== Data supplied ==

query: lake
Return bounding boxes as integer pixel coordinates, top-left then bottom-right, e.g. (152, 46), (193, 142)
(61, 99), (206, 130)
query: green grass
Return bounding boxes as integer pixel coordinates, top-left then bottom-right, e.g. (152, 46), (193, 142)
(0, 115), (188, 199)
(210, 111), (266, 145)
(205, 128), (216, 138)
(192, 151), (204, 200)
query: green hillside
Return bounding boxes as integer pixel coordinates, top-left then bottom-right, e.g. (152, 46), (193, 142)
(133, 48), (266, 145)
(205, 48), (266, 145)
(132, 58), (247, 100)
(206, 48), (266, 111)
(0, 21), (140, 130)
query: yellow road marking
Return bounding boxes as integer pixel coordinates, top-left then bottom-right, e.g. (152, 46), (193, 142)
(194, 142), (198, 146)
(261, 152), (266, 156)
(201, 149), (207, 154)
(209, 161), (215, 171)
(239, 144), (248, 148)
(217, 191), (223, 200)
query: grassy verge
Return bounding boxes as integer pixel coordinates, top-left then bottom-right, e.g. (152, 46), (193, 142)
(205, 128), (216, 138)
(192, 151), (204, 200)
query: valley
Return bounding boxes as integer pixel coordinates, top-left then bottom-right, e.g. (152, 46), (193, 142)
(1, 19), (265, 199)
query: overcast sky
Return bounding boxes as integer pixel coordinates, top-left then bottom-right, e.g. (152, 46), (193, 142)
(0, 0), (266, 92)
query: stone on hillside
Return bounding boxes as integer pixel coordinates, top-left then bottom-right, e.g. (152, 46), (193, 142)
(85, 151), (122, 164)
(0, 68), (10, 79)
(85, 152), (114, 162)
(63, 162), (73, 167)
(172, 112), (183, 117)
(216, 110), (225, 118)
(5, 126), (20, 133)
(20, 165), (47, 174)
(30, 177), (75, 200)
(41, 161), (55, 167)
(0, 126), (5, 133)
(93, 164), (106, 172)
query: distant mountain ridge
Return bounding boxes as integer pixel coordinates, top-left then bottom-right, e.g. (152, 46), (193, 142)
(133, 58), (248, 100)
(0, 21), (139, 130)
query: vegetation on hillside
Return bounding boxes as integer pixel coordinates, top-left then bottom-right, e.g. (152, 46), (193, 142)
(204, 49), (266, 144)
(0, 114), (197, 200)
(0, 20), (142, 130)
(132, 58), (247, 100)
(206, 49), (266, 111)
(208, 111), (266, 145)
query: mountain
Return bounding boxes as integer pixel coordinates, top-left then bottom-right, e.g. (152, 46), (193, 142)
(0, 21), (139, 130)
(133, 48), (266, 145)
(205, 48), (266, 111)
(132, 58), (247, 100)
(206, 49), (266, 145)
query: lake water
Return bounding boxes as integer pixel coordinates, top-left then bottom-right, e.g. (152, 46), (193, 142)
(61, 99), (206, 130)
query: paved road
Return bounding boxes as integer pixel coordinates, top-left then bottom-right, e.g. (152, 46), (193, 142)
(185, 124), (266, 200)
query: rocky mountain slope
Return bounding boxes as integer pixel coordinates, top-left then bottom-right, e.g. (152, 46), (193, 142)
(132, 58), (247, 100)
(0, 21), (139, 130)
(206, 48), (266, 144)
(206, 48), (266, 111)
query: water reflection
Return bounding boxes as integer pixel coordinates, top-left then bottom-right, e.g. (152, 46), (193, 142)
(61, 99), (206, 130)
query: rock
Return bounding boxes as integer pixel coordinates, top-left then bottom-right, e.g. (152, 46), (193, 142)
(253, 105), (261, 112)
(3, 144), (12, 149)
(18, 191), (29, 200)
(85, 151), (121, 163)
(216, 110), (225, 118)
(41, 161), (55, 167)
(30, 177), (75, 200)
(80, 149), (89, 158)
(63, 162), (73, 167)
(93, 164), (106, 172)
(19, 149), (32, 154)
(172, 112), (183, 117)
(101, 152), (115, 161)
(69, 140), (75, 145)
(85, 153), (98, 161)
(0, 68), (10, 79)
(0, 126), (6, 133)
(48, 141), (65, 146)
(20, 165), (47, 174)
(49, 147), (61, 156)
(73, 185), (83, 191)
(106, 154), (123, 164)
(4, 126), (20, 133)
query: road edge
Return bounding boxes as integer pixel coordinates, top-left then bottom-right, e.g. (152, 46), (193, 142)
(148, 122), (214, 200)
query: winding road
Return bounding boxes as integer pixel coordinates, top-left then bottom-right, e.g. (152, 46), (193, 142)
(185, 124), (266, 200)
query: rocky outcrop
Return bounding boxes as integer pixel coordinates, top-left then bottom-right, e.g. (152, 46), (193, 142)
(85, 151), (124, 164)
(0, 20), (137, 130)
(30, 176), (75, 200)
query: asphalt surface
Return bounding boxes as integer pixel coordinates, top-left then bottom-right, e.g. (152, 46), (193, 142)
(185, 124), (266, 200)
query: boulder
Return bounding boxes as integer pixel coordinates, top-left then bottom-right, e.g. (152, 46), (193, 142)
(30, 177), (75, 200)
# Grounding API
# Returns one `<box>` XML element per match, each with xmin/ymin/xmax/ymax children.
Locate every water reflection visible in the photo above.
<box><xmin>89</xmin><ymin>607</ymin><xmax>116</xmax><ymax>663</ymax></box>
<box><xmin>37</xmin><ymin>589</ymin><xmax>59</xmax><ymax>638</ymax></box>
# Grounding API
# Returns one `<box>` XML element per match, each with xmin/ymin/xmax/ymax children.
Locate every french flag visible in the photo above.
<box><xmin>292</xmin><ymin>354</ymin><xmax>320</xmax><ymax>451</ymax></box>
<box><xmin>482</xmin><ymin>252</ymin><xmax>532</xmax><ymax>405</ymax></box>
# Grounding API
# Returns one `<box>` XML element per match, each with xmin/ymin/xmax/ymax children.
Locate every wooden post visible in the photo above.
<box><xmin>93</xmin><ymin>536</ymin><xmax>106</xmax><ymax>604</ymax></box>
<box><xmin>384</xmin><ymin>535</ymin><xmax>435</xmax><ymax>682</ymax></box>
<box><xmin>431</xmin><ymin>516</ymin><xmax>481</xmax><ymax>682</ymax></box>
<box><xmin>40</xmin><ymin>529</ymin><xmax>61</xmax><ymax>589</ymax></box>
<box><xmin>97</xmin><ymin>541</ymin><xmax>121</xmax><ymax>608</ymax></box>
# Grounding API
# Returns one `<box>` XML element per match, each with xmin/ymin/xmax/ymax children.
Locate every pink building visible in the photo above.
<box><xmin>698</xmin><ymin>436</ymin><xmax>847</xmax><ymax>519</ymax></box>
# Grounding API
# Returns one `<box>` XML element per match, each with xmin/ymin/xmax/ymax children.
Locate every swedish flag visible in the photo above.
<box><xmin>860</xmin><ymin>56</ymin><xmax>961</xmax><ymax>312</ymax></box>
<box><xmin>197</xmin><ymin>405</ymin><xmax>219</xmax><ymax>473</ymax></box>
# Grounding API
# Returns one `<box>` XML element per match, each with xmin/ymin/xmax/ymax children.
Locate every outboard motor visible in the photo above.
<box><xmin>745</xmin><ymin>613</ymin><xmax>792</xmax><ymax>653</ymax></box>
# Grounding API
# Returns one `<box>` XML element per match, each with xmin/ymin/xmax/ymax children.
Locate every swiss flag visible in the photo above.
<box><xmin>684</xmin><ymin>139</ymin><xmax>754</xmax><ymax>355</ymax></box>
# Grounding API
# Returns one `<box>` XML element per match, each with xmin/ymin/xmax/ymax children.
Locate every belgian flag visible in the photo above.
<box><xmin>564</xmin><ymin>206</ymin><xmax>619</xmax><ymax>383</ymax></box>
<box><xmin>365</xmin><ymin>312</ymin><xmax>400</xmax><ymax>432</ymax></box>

===

→ **Exercise brief**
The line that contains "Locate every outboard", the final line of the listing, and every line between them are to be retyped exactly; nothing else.

→ **Output**
Locate every outboard motor visible in the photo above.
<box><xmin>745</xmin><ymin>613</ymin><xmax>792</xmax><ymax>653</ymax></box>
# Grounding API
# Returns one `<box>` XML element per match, each with xmin/ymin/xmax/ymax children.
Locate every swiss flag visible in the photo above.
<box><xmin>684</xmin><ymin>139</ymin><xmax>754</xmax><ymax>355</ymax></box>
# Grounding API
# Returns one `<box>` XML element per match, each with xmin/ymin/xmax/ymax children.
Locate every belgian flag visible in the photo above.
<box><xmin>564</xmin><ymin>206</ymin><xmax>619</xmax><ymax>383</ymax></box>
<box><xmin>365</xmin><ymin>312</ymin><xmax>400</xmax><ymax>432</ymax></box>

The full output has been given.